### BRANO FORNITO
_____
Temporeggiamo per un po’ prendendo il “fresco”, poi dei rumori ci illudono e rientriamo convinte che il concerto sia finito. Errore, la cantante è ancora tenacemente ancorata al palco, come una cozza al suo scoglio, e fa degli urli che ti si coagula il sangue. Sopra di lei vedo un cartello al neon, dice ERRARE È UMANO, PERSEVERARE È DA DEFICIENTI. Per una volta ascoltiamo il monito divino e abbandoniamo il campo di battaglia. Per darvi un’idea del mio stato d’animo posso dirvi che, passando di fianco a un chiosco che friggeva dorate e croccantose patatine, non ho avuto neppure un attimo di esitazione, l’ho ignorato puntando a testa bassa verso la macchina.
Sono ormai le due di notte e in piazza il termometro segna 29°, non voglio immaginare la temperatura lassù nel camerone della morte.

All’improvviso casa mia è il posto più bello del mondo.





Questo articolo è stato scritto per la rubrica l'Angolo dell'Estrema Riluttanza su stonehand.it: http://www.stonehand.it/wordpress/?cat=271

venerdì 7 ottobre 2011

Pollice Nero, la Squartatrice e Amor di Broccolo: il ratto dell'Ikea

A volte una decisione lì per lì non sa di niente, non è giusta o sbagliata di per sé, lo scopri solo dopo.
Ricevo  un sms della Clodia:
Domani pomeriggio ore 14 io e l’Ale andiamo all’Ikea, vieni?
Il domani in questione è sabato e in circostanze normali ci vorrebbero un arpione da balena e un baleniere nerboruto per trascinarmi all’Ikea di sabato, in genere preferisco vivere. In questo caso però la Rinaldi, avendo appena traslocato, deve andare a comprare parecchia roba, incluso il divano, quindi mi pare giusto andare a offrire il mio sostegno, data l’enormità dell’impresa.
_____
### CONSEGNA 1
Nel brano fornito, quale temperatura segna il termometro in piazza alle due di notte?
### CONSEGNA 2
Scrivi il seguito del brano sulla gita all'Ikea del sabato, a partire dall'ultima frase riportata.
Il materiale riportato qui sotto non serve.

### MATERIALE ESTRATTO
_____
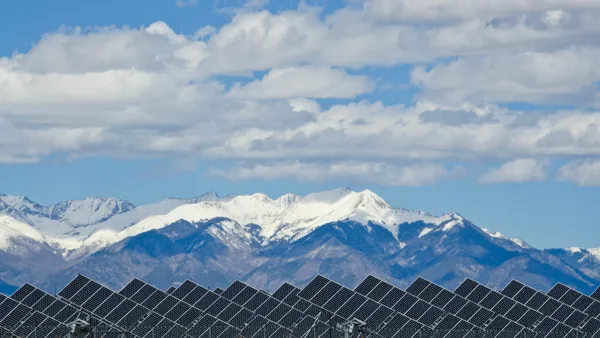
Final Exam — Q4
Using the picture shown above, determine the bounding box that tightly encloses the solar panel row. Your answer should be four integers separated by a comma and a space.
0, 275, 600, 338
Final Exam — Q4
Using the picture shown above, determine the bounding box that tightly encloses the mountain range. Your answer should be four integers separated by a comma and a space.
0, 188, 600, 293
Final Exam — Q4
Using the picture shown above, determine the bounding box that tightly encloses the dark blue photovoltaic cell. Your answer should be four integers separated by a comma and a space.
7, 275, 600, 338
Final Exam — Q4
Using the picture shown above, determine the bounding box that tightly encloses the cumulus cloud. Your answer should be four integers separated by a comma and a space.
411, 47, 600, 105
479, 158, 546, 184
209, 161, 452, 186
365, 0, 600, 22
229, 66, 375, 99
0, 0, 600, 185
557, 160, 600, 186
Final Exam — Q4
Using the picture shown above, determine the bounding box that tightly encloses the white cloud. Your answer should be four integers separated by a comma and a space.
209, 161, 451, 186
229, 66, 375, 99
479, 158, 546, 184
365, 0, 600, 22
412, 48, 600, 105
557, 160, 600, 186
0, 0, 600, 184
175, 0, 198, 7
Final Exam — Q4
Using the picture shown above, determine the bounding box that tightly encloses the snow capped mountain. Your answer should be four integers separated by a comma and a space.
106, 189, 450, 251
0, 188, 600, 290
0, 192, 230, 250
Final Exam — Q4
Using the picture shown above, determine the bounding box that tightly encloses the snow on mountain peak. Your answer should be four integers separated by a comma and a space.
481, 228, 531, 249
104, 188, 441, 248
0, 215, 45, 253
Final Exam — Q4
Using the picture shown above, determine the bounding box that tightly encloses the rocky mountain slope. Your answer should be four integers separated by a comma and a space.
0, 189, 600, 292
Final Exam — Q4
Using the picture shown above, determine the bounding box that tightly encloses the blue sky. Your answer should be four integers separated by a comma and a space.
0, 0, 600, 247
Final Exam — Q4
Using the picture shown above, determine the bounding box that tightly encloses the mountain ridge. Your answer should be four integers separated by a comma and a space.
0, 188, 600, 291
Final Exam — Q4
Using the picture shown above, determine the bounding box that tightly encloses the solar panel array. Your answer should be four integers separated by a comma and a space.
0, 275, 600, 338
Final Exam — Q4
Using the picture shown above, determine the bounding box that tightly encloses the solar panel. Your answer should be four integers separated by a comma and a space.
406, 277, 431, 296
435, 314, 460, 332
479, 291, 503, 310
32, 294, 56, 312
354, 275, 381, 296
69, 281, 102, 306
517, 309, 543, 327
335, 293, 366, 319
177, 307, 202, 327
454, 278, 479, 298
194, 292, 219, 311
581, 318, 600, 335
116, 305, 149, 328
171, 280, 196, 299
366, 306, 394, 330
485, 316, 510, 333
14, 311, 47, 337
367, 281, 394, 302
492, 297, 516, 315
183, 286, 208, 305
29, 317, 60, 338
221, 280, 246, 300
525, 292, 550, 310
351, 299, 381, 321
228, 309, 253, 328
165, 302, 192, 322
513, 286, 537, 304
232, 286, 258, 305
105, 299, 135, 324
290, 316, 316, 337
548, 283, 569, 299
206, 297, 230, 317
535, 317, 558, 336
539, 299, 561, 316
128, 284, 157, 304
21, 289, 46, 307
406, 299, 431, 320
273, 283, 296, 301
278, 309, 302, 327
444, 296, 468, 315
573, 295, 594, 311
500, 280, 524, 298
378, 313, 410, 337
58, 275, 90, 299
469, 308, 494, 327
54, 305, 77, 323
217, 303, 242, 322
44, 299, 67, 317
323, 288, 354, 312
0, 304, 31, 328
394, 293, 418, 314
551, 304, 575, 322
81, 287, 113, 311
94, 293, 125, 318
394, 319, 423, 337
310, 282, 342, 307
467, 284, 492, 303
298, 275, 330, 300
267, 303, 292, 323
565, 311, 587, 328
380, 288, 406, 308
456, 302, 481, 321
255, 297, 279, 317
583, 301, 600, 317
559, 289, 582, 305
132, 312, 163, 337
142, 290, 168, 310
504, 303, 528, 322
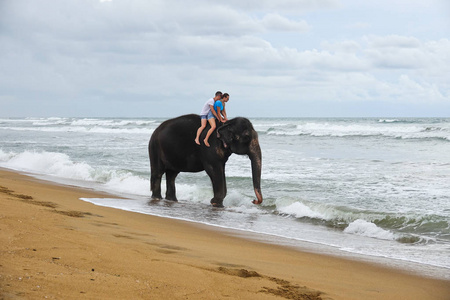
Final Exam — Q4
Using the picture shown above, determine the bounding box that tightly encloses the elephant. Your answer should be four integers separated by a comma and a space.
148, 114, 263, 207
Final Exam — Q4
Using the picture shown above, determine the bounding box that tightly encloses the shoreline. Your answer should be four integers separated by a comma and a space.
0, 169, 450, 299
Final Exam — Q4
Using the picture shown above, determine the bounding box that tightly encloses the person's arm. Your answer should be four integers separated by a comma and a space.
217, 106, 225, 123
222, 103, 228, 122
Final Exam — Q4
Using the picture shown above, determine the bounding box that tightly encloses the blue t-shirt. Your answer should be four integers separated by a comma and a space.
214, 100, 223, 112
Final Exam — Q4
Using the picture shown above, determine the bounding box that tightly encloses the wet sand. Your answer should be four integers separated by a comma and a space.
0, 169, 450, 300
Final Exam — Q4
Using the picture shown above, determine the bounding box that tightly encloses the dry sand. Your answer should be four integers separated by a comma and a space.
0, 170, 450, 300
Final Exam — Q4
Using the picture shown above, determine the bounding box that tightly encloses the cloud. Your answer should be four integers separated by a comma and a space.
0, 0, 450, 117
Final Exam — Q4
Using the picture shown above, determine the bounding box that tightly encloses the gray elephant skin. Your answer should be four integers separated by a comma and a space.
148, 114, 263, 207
_____
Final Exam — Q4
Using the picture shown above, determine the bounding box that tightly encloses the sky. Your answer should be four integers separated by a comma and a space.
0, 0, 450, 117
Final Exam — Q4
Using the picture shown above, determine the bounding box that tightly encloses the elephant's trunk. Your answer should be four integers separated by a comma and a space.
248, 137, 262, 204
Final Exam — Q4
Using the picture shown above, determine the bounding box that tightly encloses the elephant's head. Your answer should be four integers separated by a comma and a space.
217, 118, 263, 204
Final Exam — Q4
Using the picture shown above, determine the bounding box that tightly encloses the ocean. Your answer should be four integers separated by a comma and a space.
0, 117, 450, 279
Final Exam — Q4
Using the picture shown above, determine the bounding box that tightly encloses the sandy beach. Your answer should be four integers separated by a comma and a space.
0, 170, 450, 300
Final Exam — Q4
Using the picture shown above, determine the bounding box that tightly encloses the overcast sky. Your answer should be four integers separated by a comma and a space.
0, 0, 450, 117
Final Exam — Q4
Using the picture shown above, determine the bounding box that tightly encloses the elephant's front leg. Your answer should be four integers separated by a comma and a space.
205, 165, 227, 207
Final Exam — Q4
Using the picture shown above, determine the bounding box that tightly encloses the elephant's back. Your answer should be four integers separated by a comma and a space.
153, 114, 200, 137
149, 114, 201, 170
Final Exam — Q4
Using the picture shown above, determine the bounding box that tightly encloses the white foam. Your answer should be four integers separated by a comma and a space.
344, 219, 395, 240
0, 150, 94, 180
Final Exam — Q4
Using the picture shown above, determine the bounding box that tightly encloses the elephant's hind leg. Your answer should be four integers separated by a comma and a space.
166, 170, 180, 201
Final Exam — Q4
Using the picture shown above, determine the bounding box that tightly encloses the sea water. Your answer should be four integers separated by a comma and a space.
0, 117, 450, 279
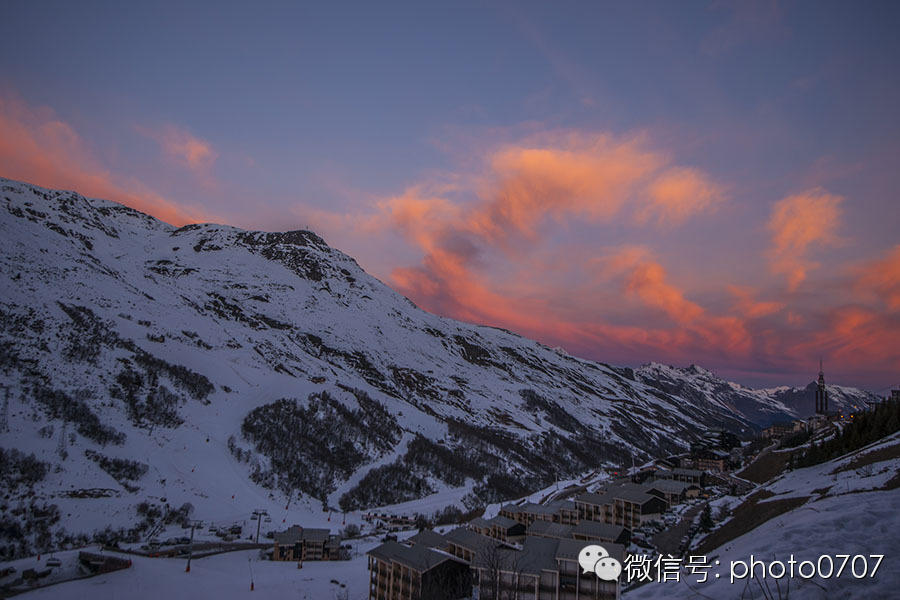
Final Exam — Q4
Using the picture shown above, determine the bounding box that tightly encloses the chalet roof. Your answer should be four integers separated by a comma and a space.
_____
### RISPOSTA 1
Il termometro segna 29°.

### RISPOSTA 2
Decido di raggiungere lei e l’Ale direttamente là, dato che sono a pranzo parenti e non posso arrivare, scofanarmi tutto e  correre via, non è carino. E c’è sempre il rischio che mia mamma mi prenda a padellate.
Quando arrivo all’Ikea il parcheggio è sul pienino ma senza esagerare e la cosa mi rincuora; entro e chiamo la Clodia ma purtroppo non c’è campo. Mi avvio lungo il percorso, confidando di trovarle a breve; passo salotti, cucine e camere da letto, dribblando chiunque incontri sulla mia strada, neanche fossi Pelè. Dopo un po’ arriva un sms dell’Ale che chiede dove diavolo sono finita. Stringo i denti e continuo la perlustrazione e alla fine le trovo, nell’area dei giochi per bambini. La Clodia ha appena messo nella borsa Ikea un ratto grigio di peluche. Mi aggiornano sulla situazione e mentre le ascolto mi cade l’occhio su una roba verde in uno dei cestoni dei giochi che una volta estratta si rivelerà essere il peluche di un broccolo con corpo conico e pantaloni a quadretti. Un colpo di fulmine.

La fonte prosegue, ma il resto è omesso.